Andy: All right, great. Let’s say there’s a manufacturer or a distributor of some product. Let’s call them the company, and they’re a supplier, and they’re selling food products to a supermarket. That’s our account debtor. Let’s call them XYZ company, and ABC company sells them a batch of goods, and then they will require, a lot of the times, credit terms.
Let’s say a 90 day open account credit term. That then set up, the goods are delivered, XYZ will wait 90 days before paying for the goods. Now you have a 90 day account receivable. Let’s say it’s worth a hundred bucks, then Qupital will be able to put that on our platform and advance up to 95% of the invoice value, so $95, and the funders on that platform will be able to see that, “Okay, we have a receivable due from XYZ supermarket, and there’s an advance of $95 on that,” so the funders can bid on this invoice and they will get it at a discount, so they’re actually paying, maybe, 98, $99 for the $100 invoice, and we will advance $95 to the seller.
After 90 days, XYZ company remits the $100, then the funders will get a $2 gain on their 90 day investment. That’s around 2% for 90 days, so roughly about 8% annualized. That’s how we operate. We’re just making sure that the seller has a new platform where they can put these accounts receivables and then the funders have access to that and they buy it at a discount, so they’re paying, let’s say, $98 for a hundred dollar invoice.
Jay: That’s pretty cool. Okay, from a seller, I guess, standpoint, it’s working capital requirements … Cash is always king, so there’s oftentimes where you need that cash in before the receivable hits your books. This is a perfect way for you to then post that onto your platform and find someone to fund it immediately.

- **Point-based annotation data**:
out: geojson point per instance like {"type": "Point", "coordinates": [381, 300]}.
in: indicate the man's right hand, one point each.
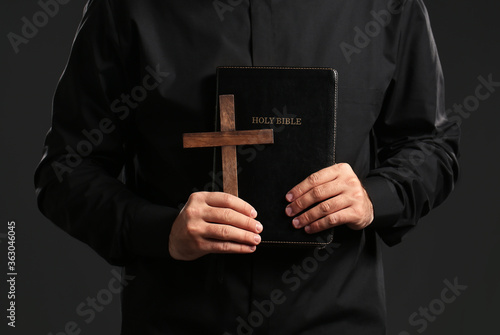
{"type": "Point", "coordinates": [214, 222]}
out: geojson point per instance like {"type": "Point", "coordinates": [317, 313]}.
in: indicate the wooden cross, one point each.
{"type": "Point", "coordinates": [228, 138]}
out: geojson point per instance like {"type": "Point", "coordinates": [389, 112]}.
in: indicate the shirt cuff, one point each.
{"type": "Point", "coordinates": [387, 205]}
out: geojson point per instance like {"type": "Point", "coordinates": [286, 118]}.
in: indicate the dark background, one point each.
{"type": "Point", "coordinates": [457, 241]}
==
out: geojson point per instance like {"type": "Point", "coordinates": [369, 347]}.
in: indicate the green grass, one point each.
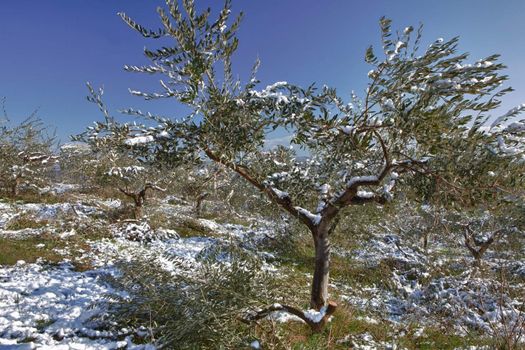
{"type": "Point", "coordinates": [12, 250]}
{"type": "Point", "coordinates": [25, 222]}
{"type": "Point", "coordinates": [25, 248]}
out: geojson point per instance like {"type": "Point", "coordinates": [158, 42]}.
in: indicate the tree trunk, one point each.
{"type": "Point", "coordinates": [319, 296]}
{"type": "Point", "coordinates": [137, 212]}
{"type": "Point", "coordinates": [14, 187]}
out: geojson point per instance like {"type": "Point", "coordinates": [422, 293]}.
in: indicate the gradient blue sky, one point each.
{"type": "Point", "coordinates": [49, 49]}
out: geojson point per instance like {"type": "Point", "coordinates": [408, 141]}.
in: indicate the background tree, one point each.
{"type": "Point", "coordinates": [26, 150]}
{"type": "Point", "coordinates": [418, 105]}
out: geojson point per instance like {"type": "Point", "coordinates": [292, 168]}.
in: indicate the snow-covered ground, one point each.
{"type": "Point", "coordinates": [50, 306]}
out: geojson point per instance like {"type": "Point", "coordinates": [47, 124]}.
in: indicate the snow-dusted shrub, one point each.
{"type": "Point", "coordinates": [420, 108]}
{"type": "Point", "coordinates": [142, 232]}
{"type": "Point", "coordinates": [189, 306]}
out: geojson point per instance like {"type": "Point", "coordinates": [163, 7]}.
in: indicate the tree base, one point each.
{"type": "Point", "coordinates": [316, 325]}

- **Requests**:
1 > Answer these questions using the invoice financing text.
(a) How long is the open account credit term in the example?
(b) Up to what share of the invoice value can Qupital advance to the seller?
(c) Roughly what annualized return does the funders' gain represent?
2 > In one to three sentences, explain why the funders in the invoice financing text end up with a $2 gain on their 90-day investment.
3 > In the invoice financing text, take the passage starting with "Let’s say a" and going on through "to the seller." and swap "bid" for "make offers".

- **Solutions per task**:
1 >
(a) 90 days.
(b) Up to 95% of the invoice value.
(c) Roughly 8% annualized.

2 > The funders buy the $100 invoice at a discount and pay, for example, $98 for it. After 90 days, XYZ company remits the full $100, so the funders gain $2.

3 >
Let’s say a 90 day open account credit term. That then set up, the goods are delivered, XYZ will wait 90 days before paying for the goods. Now you have a 90 day account receivable. Let’s say it’s worth a hundred bucks, then Qupital will be able to put that on our platform and advance up to 95% of the invoice value, so $95, and the funders on that platform will be able to see that, “Okay, we have a receivable due from XYZ supermarket, and there’s an advance of $95 on that,” so the funders can make offers on this invoice and they will get it at a discount, so they’re actually paying, maybe, 98, $99 for the $100 invoice, and we will advance $95 to the seller.